A CHANGE OF BALANCE, Part 1
The party's overBy Chan Akya
The idea of paper money having a vague intrinsic value can be highlighted in the age-old story of the two brothers who owned equal shares in a pub. Whenever one wanted a pint of beer, he would pay the other a dollar, who would then pay him back for his own draw of beer. Pursued ad nauseum, this meant that the same dollar could account for unlimited quantities of beer; provided of course neither brother ever used it to buy something other than beer from his sibling.
More importantly, the game could continue until the brewery sent its chap around to collect money for all the beer that had been drunk by the brothers. As a general rule, the brewery would have wanted to get paid a little more than one solitary dollar for the whole keg of beer.
In essence, this story captures the idea of what happens when stated transactions do not produce incremental cash flows, or when increased liabilities are disguised as new cash. Students of corporate balance sheets will look for these glaring examples of cash mismatch; unfortunately, most economists seem to misunderstand the difference between expenditure and liabilities.
In the above example, the dollar changing hands wasn't the payment - it was an exchange of liabilities; that is, each brother owed the pub a dollar for every pint drunk. Coming up with the aggregate of all the payments meant totaling up the liabilities, not simply exchanging the instrument of exchange, which is to say the dollar note, once again. All of this is particularly important because the brothers deferred their payment for their beer from the brewery - they had themselves benefited from credit.

##########

■ SET OF TASKS:
1) Retype the essay on paper money between "A CHANGE OF" and "keg of beer.", inclusive.
2) Using the essay on paper money, answer yes or no to each statement, quoting the words that decide it: (a) Each brother paid the other a dollar whenever he wanted a pint. (b) The brothers paid the brewery for their beer in advance. (c) The brothers owned unequal shares in the pub.
3) List every kind of person named in the body of the essay on paper money, leaving out the byline and organizations.

##########

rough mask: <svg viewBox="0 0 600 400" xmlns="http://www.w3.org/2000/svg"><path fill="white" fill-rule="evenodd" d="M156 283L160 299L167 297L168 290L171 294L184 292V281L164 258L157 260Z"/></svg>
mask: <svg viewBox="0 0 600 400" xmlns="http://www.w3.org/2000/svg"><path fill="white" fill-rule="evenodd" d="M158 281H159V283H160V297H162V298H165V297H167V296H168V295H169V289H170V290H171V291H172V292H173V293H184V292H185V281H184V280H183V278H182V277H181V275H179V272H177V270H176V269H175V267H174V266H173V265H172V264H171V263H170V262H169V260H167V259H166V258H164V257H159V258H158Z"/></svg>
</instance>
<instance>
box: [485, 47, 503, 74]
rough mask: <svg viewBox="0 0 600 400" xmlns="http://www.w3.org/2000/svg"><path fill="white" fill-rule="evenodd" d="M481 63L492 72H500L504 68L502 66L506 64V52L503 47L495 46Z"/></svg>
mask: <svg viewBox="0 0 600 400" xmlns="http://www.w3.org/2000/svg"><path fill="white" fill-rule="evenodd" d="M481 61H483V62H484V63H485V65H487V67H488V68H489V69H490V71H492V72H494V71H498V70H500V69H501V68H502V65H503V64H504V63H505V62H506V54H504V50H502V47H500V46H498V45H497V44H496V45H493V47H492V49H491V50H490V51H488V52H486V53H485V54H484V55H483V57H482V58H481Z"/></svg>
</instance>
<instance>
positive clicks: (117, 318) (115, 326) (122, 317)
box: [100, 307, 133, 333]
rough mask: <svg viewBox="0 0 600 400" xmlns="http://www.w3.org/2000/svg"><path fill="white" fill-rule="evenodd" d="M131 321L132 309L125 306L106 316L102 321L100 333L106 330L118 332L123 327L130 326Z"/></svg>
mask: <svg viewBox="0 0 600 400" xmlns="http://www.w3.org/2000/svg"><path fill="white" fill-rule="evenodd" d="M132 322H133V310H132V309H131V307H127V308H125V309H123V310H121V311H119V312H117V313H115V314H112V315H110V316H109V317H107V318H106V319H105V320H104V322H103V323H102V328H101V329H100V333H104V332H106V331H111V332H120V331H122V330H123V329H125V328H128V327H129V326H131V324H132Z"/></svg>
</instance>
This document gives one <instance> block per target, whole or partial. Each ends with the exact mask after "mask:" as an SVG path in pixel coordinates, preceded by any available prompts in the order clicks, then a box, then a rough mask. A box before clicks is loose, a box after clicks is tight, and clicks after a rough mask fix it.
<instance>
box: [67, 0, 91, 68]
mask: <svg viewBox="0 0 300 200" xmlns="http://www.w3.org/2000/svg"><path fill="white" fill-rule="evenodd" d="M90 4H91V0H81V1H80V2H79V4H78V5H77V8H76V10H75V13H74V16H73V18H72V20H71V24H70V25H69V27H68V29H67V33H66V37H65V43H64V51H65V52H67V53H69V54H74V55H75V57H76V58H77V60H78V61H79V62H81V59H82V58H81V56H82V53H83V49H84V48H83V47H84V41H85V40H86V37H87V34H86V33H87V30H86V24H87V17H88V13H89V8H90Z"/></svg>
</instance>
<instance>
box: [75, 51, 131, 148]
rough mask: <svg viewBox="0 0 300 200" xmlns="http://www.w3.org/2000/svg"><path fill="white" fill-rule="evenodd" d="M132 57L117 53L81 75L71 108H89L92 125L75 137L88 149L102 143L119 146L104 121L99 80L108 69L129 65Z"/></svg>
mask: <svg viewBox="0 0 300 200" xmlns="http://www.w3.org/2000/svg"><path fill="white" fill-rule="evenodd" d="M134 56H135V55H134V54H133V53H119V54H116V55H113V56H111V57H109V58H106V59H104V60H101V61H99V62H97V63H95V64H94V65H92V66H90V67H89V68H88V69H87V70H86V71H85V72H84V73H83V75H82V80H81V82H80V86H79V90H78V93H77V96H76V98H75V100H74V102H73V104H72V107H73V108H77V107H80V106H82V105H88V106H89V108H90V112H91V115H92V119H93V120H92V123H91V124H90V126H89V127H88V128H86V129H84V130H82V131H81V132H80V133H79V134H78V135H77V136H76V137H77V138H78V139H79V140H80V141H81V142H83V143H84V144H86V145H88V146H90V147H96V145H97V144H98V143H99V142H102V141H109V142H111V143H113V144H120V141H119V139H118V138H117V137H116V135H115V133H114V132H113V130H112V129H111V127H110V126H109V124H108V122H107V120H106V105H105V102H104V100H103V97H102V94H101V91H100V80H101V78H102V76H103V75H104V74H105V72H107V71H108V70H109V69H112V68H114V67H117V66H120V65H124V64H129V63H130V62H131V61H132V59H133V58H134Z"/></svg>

##########

■ LIST OF SOLUTIONS:
1)
A CHANGE OF BALANCE, Part 1
The party's overBy Chan Akya
The idea of paper money having a vague intrinsic value can be highlighted in the age-old story of the two brothers who owned equal shares in a pub. Whenever one wanted a pint of beer, he would pay the other a dollar, who would then pay him back for his own draw of beer. Pursued ad nauseum, this meant that the same dollar could account for unlimited quantities of beer; provided of course neither brother ever used it to buy something other than beer from his sibling.
More importantly, the game could continue until the brewery sent its chap around to collect money for all the beer that had been drunk by the brothers. As a general rule, the brewery would have wanted to get paid a little more than one solitary dollar for the whole keg of beer.

2)
(a) Yes: "Whenever one wanted a pint of beer, he would pay the other a dollar"
(b) No: "the brothers deferred their payment for their beer from the brewery"
(c) No: "two brothers who owned equal shares in a pub"

3)
the two brothers
the brewery's chap
students of corporate balance sheets
economists